■ Data shown
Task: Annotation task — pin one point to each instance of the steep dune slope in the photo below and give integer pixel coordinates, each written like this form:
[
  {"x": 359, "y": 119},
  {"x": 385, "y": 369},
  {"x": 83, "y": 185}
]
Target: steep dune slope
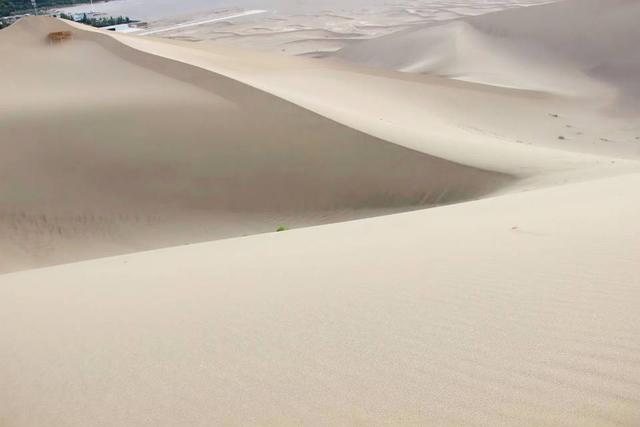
[
  {"x": 583, "y": 48},
  {"x": 515, "y": 310},
  {"x": 107, "y": 149}
]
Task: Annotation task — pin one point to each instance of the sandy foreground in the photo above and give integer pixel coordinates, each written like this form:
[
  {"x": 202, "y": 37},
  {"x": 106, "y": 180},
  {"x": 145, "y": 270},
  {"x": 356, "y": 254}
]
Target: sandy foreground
[{"x": 511, "y": 300}]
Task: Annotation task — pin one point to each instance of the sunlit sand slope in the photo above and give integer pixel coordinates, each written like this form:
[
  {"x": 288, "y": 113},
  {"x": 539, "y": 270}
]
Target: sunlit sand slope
[{"x": 108, "y": 149}]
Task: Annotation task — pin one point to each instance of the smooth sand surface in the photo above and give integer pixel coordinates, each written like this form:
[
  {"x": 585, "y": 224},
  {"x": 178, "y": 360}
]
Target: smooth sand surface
[
  {"x": 516, "y": 306},
  {"x": 315, "y": 28}
]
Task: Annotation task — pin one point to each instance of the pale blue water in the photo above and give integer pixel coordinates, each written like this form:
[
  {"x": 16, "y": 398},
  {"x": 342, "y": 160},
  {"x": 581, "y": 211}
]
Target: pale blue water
[{"x": 150, "y": 10}]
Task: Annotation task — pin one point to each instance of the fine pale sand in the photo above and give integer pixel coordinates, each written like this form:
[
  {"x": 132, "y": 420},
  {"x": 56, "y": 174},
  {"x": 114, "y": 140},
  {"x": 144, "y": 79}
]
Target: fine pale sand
[{"x": 516, "y": 306}]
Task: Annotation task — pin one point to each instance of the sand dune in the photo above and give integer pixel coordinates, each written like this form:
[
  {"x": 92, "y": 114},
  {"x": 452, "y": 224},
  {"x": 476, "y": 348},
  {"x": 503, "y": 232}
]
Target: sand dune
[
  {"x": 558, "y": 47},
  {"x": 517, "y": 310},
  {"x": 516, "y": 306},
  {"x": 100, "y": 161}
]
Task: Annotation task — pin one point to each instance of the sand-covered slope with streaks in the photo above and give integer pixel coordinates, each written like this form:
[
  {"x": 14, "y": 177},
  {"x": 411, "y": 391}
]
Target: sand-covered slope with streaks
[
  {"x": 574, "y": 47},
  {"x": 107, "y": 149},
  {"x": 515, "y": 306},
  {"x": 516, "y": 310}
]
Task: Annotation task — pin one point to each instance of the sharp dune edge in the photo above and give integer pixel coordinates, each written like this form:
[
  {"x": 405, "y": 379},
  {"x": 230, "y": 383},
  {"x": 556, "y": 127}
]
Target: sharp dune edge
[{"x": 515, "y": 306}]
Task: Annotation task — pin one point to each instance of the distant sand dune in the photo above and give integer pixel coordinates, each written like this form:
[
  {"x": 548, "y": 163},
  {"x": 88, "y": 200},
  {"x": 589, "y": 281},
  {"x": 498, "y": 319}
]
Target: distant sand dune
[
  {"x": 558, "y": 48},
  {"x": 517, "y": 306}
]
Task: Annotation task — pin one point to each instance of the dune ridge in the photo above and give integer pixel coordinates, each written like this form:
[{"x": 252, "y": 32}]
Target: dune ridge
[
  {"x": 558, "y": 47},
  {"x": 515, "y": 306},
  {"x": 222, "y": 158}
]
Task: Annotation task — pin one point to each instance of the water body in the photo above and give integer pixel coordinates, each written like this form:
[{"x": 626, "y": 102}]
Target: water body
[{"x": 150, "y": 10}]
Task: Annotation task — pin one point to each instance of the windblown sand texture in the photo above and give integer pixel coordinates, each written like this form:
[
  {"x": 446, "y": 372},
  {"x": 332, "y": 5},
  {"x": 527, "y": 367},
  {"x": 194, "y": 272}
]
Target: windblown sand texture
[{"x": 485, "y": 269}]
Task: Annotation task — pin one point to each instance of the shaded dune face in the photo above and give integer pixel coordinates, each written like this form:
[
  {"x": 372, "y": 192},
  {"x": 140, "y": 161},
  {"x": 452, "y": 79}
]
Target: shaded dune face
[{"x": 107, "y": 150}]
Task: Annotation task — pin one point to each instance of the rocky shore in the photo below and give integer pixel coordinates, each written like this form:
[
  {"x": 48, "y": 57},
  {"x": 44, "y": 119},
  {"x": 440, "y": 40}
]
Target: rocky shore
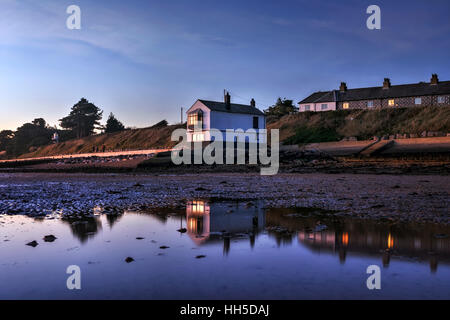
[{"x": 383, "y": 197}]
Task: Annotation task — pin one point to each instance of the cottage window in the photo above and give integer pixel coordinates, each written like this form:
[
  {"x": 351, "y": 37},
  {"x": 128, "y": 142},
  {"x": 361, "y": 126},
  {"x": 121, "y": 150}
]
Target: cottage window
[
  {"x": 195, "y": 119},
  {"x": 198, "y": 137}
]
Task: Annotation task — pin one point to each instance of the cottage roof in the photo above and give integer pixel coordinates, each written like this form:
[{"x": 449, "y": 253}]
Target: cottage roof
[
  {"x": 234, "y": 108},
  {"x": 373, "y": 93}
]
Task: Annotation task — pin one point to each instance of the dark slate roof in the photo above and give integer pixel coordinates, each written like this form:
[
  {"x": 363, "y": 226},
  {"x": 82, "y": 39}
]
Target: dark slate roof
[
  {"x": 398, "y": 91},
  {"x": 234, "y": 108},
  {"x": 328, "y": 96}
]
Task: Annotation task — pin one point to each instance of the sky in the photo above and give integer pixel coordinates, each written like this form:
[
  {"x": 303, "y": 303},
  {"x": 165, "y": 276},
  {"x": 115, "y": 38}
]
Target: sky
[{"x": 144, "y": 60}]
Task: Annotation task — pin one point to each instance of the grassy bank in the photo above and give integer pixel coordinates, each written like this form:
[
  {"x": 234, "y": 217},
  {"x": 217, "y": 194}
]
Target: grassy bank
[
  {"x": 136, "y": 139},
  {"x": 310, "y": 127}
]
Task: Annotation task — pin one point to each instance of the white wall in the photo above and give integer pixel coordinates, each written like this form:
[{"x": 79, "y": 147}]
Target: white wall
[{"x": 225, "y": 120}]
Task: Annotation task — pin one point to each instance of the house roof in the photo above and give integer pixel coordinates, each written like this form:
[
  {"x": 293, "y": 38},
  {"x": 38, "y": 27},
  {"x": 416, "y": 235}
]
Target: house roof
[
  {"x": 398, "y": 91},
  {"x": 234, "y": 108}
]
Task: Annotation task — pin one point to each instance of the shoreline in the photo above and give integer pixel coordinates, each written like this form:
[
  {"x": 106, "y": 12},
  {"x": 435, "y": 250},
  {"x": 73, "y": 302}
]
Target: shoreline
[{"x": 393, "y": 198}]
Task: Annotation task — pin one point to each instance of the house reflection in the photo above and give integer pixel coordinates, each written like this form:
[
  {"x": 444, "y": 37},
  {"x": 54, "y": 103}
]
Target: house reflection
[
  {"x": 364, "y": 239},
  {"x": 85, "y": 228},
  {"x": 341, "y": 236},
  {"x": 209, "y": 222}
]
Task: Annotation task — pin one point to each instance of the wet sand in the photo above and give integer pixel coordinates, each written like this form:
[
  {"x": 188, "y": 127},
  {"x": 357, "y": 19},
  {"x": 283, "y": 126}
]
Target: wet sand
[{"x": 383, "y": 197}]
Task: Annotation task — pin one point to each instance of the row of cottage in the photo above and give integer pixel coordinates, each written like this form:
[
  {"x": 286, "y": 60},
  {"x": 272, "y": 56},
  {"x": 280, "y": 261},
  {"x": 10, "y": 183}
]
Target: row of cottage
[{"x": 205, "y": 115}]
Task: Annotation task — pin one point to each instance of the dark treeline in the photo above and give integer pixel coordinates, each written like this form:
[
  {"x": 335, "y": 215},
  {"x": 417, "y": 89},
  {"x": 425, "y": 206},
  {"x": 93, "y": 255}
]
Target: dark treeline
[{"x": 82, "y": 121}]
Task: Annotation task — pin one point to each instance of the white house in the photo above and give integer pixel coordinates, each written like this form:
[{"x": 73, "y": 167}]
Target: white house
[
  {"x": 319, "y": 101},
  {"x": 205, "y": 116}
]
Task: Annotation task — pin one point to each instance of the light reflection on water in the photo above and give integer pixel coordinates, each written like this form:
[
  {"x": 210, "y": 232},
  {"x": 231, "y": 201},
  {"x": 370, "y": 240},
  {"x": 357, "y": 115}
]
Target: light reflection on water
[{"x": 249, "y": 253}]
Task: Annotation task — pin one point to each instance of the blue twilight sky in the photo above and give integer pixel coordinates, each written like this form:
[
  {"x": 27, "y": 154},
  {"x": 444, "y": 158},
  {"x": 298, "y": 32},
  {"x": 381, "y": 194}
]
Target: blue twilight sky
[{"x": 143, "y": 60}]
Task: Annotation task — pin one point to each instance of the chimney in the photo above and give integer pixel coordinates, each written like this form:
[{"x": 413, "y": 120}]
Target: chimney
[
  {"x": 227, "y": 99},
  {"x": 434, "y": 79}
]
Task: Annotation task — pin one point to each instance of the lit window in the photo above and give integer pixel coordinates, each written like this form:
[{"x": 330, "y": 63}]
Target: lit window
[
  {"x": 198, "y": 207},
  {"x": 198, "y": 137},
  {"x": 195, "y": 119}
]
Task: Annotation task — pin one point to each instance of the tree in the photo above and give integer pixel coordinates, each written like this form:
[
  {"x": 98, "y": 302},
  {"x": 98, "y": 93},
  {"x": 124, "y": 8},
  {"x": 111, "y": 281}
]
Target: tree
[
  {"x": 113, "y": 125},
  {"x": 83, "y": 119},
  {"x": 39, "y": 122},
  {"x": 282, "y": 107},
  {"x": 28, "y": 136}
]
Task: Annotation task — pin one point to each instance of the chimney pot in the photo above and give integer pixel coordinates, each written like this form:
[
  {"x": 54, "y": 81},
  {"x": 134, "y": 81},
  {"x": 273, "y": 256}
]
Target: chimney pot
[
  {"x": 434, "y": 79},
  {"x": 227, "y": 100}
]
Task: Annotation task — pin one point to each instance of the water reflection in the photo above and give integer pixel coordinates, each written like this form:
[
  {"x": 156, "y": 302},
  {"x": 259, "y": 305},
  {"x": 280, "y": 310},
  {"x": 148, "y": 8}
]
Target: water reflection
[
  {"x": 362, "y": 237},
  {"x": 86, "y": 228},
  {"x": 212, "y": 223}
]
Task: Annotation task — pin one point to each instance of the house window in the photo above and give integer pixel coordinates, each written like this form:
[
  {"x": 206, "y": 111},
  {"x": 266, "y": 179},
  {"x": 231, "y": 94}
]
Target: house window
[
  {"x": 195, "y": 119},
  {"x": 255, "y": 123},
  {"x": 198, "y": 137}
]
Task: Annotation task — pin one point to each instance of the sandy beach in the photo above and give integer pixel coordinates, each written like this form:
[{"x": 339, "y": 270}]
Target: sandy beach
[{"x": 385, "y": 197}]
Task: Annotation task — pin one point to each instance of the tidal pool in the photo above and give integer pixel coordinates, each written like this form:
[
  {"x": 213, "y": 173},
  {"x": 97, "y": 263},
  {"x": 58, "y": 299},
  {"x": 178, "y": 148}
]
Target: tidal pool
[{"x": 228, "y": 250}]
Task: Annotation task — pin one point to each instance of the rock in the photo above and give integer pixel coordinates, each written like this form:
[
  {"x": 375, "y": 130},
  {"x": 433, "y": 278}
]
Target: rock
[
  {"x": 49, "y": 238},
  {"x": 32, "y": 243},
  {"x": 129, "y": 260}
]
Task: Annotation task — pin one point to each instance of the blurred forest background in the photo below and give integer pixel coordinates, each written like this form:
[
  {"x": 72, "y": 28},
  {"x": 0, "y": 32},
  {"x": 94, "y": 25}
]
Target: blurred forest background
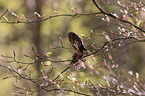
[{"x": 18, "y": 35}]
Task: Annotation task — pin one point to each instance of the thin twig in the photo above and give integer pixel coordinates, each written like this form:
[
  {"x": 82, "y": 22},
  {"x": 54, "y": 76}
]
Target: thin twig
[
  {"x": 117, "y": 18},
  {"x": 61, "y": 73}
]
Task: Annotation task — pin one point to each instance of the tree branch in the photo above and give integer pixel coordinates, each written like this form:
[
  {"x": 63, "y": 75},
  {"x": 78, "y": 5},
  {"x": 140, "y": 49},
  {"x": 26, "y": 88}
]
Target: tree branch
[{"x": 117, "y": 18}]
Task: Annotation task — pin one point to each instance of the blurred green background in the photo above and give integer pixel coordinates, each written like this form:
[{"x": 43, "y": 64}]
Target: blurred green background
[{"x": 44, "y": 35}]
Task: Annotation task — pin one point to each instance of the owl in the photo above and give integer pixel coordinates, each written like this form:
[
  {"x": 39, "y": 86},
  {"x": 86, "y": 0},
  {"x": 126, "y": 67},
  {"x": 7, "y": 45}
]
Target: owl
[{"x": 79, "y": 52}]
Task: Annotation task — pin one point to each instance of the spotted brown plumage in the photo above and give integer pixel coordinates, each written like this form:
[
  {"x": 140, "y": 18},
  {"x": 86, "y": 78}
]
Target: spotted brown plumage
[{"x": 79, "y": 51}]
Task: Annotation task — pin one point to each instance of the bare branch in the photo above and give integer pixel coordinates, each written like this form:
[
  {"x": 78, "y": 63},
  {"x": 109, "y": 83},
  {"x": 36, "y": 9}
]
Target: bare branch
[{"x": 116, "y": 17}]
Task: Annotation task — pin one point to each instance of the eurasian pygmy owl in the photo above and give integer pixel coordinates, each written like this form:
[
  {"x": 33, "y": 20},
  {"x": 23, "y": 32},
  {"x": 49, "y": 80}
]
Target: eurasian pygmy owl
[{"x": 79, "y": 51}]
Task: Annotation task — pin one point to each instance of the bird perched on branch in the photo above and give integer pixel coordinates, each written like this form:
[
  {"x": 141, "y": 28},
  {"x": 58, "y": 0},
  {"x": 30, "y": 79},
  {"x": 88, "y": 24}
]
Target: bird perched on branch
[{"x": 79, "y": 51}]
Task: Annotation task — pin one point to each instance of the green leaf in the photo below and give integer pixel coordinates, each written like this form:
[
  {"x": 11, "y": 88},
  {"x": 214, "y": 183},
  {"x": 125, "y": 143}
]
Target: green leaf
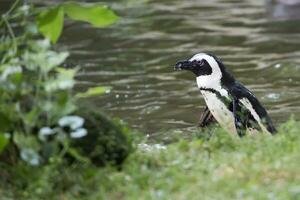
[
  {"x": 98, "y": 16},
  {"x": 4, "y": 139},
  {"x": 50, "y": 23},
  {"x": 94, "y": 91}
]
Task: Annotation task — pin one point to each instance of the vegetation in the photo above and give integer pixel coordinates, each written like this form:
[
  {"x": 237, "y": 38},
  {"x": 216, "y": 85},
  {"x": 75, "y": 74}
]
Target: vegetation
[
  {"x": 53, "y": 146},
  {"x": 260, "y": 167},
  {"x": 39, "y": 114}
]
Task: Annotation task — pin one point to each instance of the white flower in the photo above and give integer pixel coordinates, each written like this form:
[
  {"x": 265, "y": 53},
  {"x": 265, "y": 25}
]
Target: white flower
[
  {"x": 81, "y": 132},
  {"x": 74, "y": 122}
]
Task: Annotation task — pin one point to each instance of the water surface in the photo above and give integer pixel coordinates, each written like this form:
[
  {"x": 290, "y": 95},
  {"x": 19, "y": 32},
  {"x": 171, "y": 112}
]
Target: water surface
[{"x": 136, "y": 57}]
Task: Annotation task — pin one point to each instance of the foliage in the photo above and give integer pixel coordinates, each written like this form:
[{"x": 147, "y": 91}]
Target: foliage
[
  {"x": 107, "y": 142},
  {"x": 37, "y": 113},
  {"x": 254, "y": 167}
]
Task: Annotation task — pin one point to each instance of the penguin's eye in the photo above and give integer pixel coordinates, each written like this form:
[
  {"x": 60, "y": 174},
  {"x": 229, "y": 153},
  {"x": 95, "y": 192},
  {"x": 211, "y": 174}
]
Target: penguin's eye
[{"x": 200, "y": 63}]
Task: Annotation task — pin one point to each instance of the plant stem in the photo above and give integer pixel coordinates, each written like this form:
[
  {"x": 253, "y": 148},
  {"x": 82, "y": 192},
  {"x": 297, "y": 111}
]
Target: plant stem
[
  {"x": 9, "y": 11},
  {"x": 11, "y": 33}
]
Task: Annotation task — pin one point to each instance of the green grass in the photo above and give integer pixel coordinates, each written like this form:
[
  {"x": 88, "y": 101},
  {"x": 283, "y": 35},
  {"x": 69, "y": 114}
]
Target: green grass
[{"x": 221, "y": 167}]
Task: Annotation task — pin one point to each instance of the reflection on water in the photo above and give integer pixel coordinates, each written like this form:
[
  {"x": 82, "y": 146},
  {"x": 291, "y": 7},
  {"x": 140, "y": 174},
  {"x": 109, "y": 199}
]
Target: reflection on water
[{"x": 136, "y": 57}]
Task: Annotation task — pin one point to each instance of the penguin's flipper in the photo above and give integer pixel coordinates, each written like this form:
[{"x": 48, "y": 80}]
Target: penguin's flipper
[
  {"x": 206, "y": 118},
  {"x": 239, "y": 125}
]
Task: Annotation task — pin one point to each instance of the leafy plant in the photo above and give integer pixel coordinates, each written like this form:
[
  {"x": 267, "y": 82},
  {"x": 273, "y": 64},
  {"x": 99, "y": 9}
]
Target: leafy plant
[{"x": 36, "y": 93}]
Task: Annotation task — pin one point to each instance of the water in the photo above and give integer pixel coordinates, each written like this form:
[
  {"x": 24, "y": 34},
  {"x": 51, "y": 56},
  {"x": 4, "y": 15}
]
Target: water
[{"x": 136, "y": 57}]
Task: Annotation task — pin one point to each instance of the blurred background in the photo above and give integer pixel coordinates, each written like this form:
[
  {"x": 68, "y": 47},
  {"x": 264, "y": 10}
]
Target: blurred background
[{"x": 259, "y": 42}]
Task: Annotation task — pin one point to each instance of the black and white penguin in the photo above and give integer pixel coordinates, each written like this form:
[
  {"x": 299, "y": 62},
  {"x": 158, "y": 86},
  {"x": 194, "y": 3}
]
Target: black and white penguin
[{"x": 232, "y": 105}]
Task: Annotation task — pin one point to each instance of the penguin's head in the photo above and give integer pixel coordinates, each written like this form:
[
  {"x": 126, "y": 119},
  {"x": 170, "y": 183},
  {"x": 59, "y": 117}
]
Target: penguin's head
[
  {"x": 201, "y": 64},
  {"x": 208, "y": 69}
]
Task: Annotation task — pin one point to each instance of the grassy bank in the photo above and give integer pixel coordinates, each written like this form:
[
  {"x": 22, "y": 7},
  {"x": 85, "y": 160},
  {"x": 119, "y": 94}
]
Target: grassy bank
[{"x": 260, "y": 167}]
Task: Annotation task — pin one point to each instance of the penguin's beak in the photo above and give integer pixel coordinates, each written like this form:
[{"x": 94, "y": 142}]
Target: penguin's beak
[{"x": 183, "y": 65}]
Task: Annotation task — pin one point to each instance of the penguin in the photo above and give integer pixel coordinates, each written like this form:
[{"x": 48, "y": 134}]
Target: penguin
[{"x": 228, "y": 102}]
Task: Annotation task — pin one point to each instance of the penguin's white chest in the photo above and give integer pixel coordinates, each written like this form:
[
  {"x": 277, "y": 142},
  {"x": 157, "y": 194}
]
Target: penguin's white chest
[{"x": 220, "y": 111}]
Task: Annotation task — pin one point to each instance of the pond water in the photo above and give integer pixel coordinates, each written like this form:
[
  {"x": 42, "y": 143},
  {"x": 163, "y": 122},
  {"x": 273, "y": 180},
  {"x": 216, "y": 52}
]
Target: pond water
[{"x": 136, "y": 57}]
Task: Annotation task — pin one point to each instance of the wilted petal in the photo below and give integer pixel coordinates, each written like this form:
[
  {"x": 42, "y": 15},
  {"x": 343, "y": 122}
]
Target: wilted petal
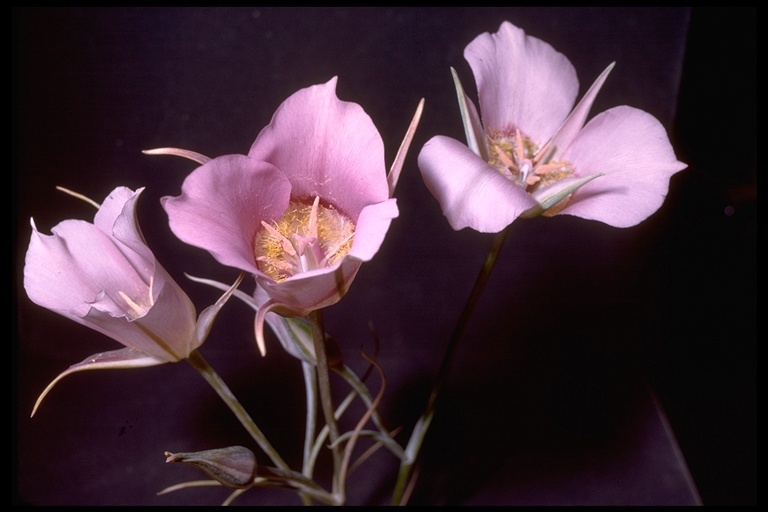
[
  {"x": 521, "y": 82},
  {"x": 470, "y": 192},
  {"x": 327, "y": 148},
  {"x": 116, "y": 359},
  {"x": 222, "y": 205},
  {"x": 631, "y": 148}
]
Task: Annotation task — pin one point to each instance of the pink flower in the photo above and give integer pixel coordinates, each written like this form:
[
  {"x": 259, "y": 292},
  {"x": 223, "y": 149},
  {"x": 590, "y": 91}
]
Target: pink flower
[
  {"x": 302, "y": 211},
  {"x": 104, "y": 276},
  {"x": 534, "y": 155}
]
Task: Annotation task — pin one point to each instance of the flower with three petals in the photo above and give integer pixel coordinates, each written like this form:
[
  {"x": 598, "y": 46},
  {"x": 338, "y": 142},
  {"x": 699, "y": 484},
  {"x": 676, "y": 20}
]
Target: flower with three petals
[
  {"x": 103, "y": 275},
  {"x": 533, "y": 154},
  {"x": 308, "y": 204}
]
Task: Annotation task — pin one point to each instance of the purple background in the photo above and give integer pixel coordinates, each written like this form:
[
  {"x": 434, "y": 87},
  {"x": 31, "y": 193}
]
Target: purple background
[{"x": 603, "y": 366}]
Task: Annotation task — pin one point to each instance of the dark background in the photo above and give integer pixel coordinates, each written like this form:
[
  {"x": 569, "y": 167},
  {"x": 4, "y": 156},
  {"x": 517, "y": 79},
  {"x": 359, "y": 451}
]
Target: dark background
[{"x": 603, "y": 366}]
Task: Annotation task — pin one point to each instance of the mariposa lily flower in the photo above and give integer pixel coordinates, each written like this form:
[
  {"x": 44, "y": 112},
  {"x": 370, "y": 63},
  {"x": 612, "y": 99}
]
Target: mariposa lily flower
[
  {"x": 103, "y": 275},
  {"x": 533, "y": 154},
  {"x": 302, "y": 211}
]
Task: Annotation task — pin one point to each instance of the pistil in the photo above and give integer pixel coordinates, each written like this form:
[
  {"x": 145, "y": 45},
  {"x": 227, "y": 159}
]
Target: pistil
[{"x": 306, "y": 237}]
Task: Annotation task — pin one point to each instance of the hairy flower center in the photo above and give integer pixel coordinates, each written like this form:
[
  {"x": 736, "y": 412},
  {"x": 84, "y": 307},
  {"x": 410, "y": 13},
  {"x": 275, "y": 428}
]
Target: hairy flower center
[
  {"x": 308, "y": 236},
  {"x": 520, "y": 160}
]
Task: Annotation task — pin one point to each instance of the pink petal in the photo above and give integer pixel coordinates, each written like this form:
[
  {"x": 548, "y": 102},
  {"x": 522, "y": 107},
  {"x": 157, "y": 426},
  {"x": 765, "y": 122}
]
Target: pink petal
[
  {"x": 222, "y": 204},
  {"x": 522, "y": 82},
  {"x": 470, "y": 192},
  {"x": 578, "y": 116},
  {"x": 303, "y": 293},
  {"x": 632, "y": 149},
  {"x": 326, "y": 147},
  {"x": 372, "y": 226}
]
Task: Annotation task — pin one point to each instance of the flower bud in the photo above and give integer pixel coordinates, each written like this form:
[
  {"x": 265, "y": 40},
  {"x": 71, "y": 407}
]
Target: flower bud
[{"x": 234, "y": 466}]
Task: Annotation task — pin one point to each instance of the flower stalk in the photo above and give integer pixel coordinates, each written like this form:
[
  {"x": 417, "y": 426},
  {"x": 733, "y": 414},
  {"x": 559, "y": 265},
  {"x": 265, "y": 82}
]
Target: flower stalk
[
  {"x": 209, "y": 374},
  {"x": 422, "y": 425},
  {"x": 324, "y": 387}
]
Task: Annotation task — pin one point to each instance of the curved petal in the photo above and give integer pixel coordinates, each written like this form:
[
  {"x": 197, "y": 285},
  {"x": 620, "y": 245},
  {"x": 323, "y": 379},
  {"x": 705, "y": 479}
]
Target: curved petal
[
  {"x": 631, "y": 148},
  {"x": 470, "y": 192},
  {"x": 222, "y": 204},
  {"x": 576, "y": 119},
  {"x": 115, "y": 359},
  {"x": 61, "y": 274},
  {"x": 372, "y": 226},
  {"x": 522, "y": 82},
  {"x": 327, "y": 148},
  {"x": 303, "y": 293}
]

■ Exercise task
Extract, exactly, the lines above that begin at the line containing "the flower bud" and end at the final line of the records; add no other text.

■ Finished answer
Task: Annotation task — pin one point to each instance of the flower bud in the photo above and give integer pixel coordinates, each written like this form:
[
  {"x": 265, "y": 40},
  {"x": 71, "y": 407}
]
Target: flower bud
[{"x": 234, "y": 466}]
Task: Annotation task — pin one point to each instance of the flower stalk in the photo above and give integer pixel coordinates, each written like this form:
[
  {"x": 417, "y": 426},
  {"x": 733, "y": 414},
  {"x": 559, "y": 265},
  {"x": 265, "y": 82}
]
Target: flower stalk
[
  {"x": 209, "y": 374},
  {"x": 422, "y": 425},
  {"x": 324, "y": 387}
]
Task: Annotation task — pin one point to each instance of the curved petal in the photo above and give integer pixel coordinates, each written like this form:
[
  {"x": 197, "y": 285},
  {"x": 620, "y": 245},
  {"x": 323, "y": 379},
  {"x": 705, "y": 479}
]
Target: curved petal
[
  {"x": 631, "y": 148},
  {"x": 470, "y": 192},
  {"x": 222, "y": 204},
  {"x": 576, "y": 119},
  {"x": 115, "y": 359},
  {"x": 61, "y": 274},
  {"x": 372, "y": 226},
  {"x": 522, "y": 82},
  {"x": 327, "y": 148},
  {"x": 303, "y": 293}
]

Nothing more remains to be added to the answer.